═════ Given records
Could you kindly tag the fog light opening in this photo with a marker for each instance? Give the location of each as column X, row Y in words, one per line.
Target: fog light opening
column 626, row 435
══════════
═════ Given records
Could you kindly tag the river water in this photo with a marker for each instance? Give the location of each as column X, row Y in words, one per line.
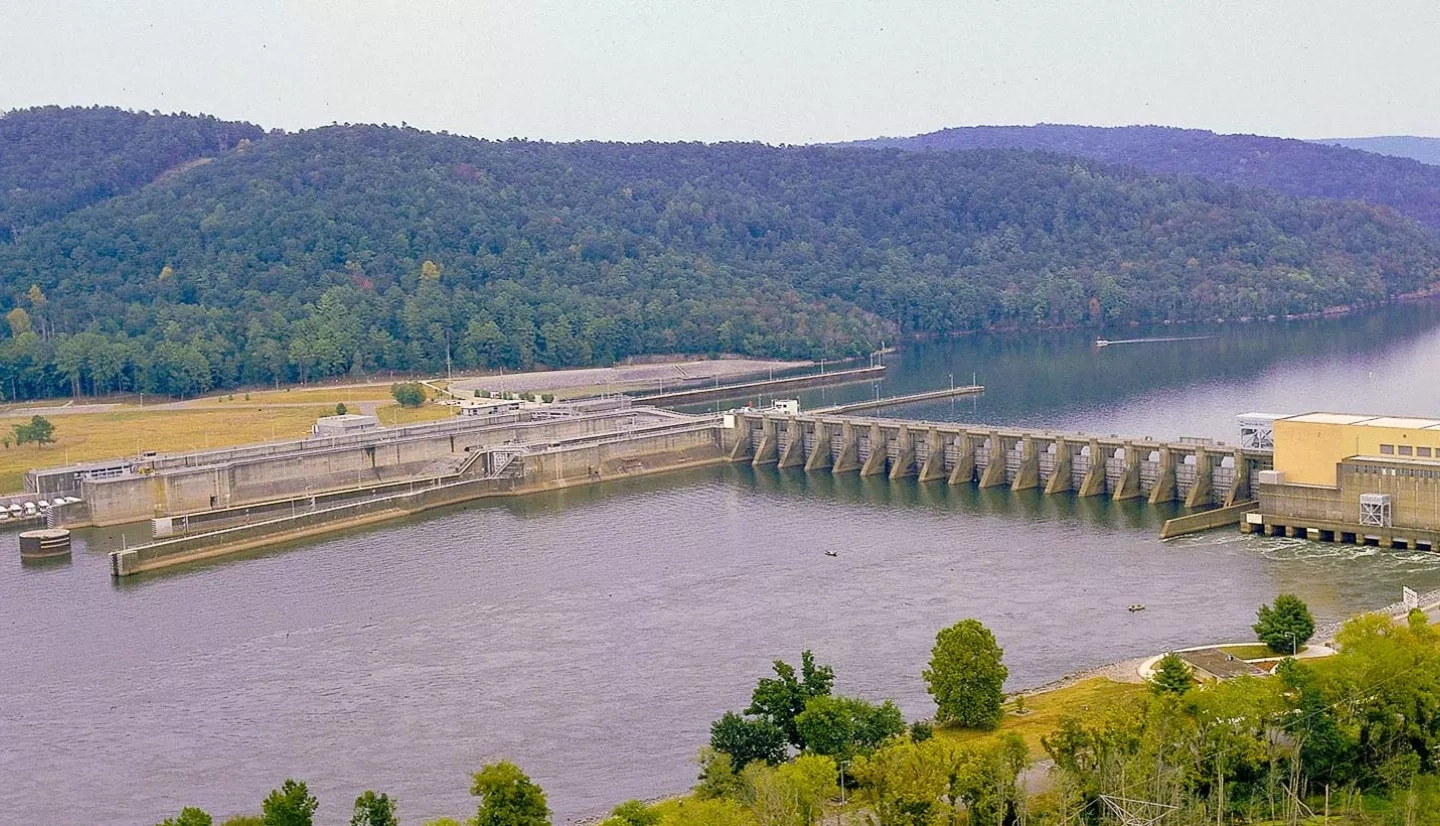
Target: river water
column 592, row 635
══════════
> **Set problem**: Copy out the records verbatim between the lines holding "Could you kindly tag the river" and "column 592, row 635", inclusive, omitting the pictures.

> **Solution to this problem**:
Could you kindly tag the river water in this photo with a marker for each instance? Give the location of each as column X, row Y in words, one per line.
Target: river water
column 592, row 635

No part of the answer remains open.